● **Supplied text**
——————

This section is used to drop anything OpenVZ related here but which on its own does not deserve a section on its own. The subsections here must not necessarily have anything to do with each another, except for the fact that OpenVZ may be the only thing they have in common.

Files

For the most part, those files are either part of OpenVZ itself or closely related to it — for example some of those files are used for storing setup and config information about and with regards to OpenVZ.

Personally, I find it very important for anybody to know where what is in order to produce sane results with OpenVZ.

Configuration

/etc/vz/dists/*: various OS templates data
- /etc/vz/dists/scripts/*: scripts used by OS templates
/etc/vz/vz.conf: global OpenVZ configuration file.
/etc/vz/vps.conf: configuration file for a particular VE.
/etc/vz/cron/vz: cronjobs needed for OpenVZ
/etc/vz/names: alias names for VEs i.e. symlinks to VEIDs; see --name in man 8 vzctl
/etc/vz/conf: various configuration files/examples
- /etc/vz/conf/0.conf: configuration file for VE0.

——————

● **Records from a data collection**
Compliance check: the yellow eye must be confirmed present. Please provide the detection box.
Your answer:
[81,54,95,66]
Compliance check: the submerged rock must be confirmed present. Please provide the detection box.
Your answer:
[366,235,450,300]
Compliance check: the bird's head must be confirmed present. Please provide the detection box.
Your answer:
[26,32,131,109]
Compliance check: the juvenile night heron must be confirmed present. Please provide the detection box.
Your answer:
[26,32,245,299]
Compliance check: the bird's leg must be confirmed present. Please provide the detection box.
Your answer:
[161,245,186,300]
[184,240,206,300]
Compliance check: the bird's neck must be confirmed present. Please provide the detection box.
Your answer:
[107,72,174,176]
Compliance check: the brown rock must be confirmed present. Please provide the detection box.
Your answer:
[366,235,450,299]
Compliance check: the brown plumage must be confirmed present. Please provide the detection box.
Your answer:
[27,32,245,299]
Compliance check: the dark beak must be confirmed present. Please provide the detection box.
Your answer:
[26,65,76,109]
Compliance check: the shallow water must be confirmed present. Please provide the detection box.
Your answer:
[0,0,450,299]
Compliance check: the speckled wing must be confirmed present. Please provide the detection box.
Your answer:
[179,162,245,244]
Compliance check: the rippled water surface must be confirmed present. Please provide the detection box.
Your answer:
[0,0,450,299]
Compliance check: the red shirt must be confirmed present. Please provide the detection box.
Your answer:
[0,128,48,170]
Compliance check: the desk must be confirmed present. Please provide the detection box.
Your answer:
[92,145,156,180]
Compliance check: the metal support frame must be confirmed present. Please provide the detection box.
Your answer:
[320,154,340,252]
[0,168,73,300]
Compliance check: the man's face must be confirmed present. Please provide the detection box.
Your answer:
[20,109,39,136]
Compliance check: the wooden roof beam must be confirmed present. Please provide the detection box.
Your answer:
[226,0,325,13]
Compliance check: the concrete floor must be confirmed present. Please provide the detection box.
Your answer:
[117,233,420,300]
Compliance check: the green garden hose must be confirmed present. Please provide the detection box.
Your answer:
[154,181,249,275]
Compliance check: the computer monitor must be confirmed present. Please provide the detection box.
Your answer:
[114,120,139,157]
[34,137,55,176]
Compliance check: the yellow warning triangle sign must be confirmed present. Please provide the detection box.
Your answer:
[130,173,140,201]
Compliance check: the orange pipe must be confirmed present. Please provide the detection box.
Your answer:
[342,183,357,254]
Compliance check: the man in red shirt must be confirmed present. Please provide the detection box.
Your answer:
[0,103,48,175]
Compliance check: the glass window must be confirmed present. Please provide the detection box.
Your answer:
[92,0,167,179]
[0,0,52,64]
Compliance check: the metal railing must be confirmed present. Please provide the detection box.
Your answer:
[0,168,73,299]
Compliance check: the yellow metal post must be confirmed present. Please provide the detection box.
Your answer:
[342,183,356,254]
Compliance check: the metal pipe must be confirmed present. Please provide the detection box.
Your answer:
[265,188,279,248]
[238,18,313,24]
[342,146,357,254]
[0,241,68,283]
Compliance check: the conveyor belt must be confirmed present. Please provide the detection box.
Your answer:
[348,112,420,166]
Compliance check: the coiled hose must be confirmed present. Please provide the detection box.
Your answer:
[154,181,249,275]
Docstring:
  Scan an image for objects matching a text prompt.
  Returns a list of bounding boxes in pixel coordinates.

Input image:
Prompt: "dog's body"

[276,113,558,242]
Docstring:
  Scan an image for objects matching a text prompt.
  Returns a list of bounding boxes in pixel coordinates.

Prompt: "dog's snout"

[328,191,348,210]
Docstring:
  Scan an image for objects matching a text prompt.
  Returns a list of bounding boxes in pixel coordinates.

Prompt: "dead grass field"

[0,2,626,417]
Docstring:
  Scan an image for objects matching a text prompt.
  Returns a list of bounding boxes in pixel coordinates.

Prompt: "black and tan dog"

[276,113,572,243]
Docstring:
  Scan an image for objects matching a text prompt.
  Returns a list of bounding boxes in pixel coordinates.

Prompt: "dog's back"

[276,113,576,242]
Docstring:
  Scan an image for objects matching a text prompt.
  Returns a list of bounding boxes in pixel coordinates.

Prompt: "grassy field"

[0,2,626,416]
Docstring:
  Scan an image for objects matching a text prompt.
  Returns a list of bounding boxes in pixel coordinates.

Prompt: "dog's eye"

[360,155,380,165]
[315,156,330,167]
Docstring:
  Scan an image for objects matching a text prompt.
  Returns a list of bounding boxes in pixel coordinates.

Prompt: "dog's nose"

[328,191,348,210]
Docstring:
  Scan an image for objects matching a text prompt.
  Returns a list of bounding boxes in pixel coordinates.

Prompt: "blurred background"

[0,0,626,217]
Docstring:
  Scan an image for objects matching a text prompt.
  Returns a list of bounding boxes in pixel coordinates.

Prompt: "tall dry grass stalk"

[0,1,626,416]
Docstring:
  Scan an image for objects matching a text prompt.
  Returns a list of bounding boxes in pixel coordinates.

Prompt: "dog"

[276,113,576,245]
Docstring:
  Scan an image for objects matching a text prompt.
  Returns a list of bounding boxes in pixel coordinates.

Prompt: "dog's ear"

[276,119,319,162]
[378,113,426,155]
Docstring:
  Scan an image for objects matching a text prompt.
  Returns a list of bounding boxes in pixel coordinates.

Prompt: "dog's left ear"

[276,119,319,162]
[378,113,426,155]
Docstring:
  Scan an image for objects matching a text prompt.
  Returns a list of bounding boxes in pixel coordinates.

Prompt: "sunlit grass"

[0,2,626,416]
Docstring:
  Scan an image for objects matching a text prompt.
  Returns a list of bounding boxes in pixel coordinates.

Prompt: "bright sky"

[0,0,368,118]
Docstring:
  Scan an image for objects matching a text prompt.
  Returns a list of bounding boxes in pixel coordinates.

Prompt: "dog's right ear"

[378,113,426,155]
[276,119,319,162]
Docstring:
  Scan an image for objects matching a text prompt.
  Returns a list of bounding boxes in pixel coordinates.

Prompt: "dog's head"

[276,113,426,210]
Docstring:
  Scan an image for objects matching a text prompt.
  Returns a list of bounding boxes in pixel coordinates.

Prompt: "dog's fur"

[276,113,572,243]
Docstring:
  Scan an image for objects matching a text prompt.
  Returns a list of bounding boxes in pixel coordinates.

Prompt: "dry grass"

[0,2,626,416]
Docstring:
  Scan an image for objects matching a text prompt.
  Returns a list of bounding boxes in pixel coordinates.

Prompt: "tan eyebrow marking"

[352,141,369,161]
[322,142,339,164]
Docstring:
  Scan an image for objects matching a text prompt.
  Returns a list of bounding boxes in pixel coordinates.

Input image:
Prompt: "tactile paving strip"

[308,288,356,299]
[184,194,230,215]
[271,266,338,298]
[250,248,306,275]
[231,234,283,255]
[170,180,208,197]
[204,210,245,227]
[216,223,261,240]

——————

● **Exercise goal**
Continue the OpenVZ file listing after its last entry.

● **Written reply**
- /etc/vz/conf/ve-light.conf-sample: example configuration for VEs; see man 5 vps.conf for more information
- /etc/vz/conf/ve-vps.basic.conf-sample: example configuration for VEs
- /etc/vz/conf/veid.conf: this is a configuration file for a particular VE. It is stored as /etc/vz/conf/$VEID.conf: where VEID is the ID of the given VE. It is important to note, that this file is created/modified by the vzctl command with the set and --save arguments, therefore changes to this file made otherwise than by vzctl can be lost during the next vzctl run.

What I find especially funky here is the fact that I use etckeeper which means I keep track of any change that happens to the above files/directories. Doing so means I can look up any changes which for example happened because I created a VE, changed some setting in for example ../vz.conf, destroyed a VE, etc.

Information gathering

The files below are used by OpenVZ (and thus the Linux Kernel) to provide us with information about the current state of operations.

/proc/vz/veinfo: the fields are as follows: VEID CLASSID Number of Processes IPADD
/proc/vz/vzquota
/proc/user_beancounters or better since it is the new way of checking resources /proc/bc/<veid>/resources, see here for more information on beancounters
/proc/fairsched

Log Data, Utilities Metadata, VE Data

The following are not files but directories containing files of similar type for each directory. Debian's OpenVZ root directory is /var/lib/vz in order to be FHS (Filesystem Hierarchy Standard) compliant. We can make a symlink (ln -s /var/lib/vz /vz) from /vz to /var/lib/vz to establish compatibility to OpenVZ as installed in other distributions.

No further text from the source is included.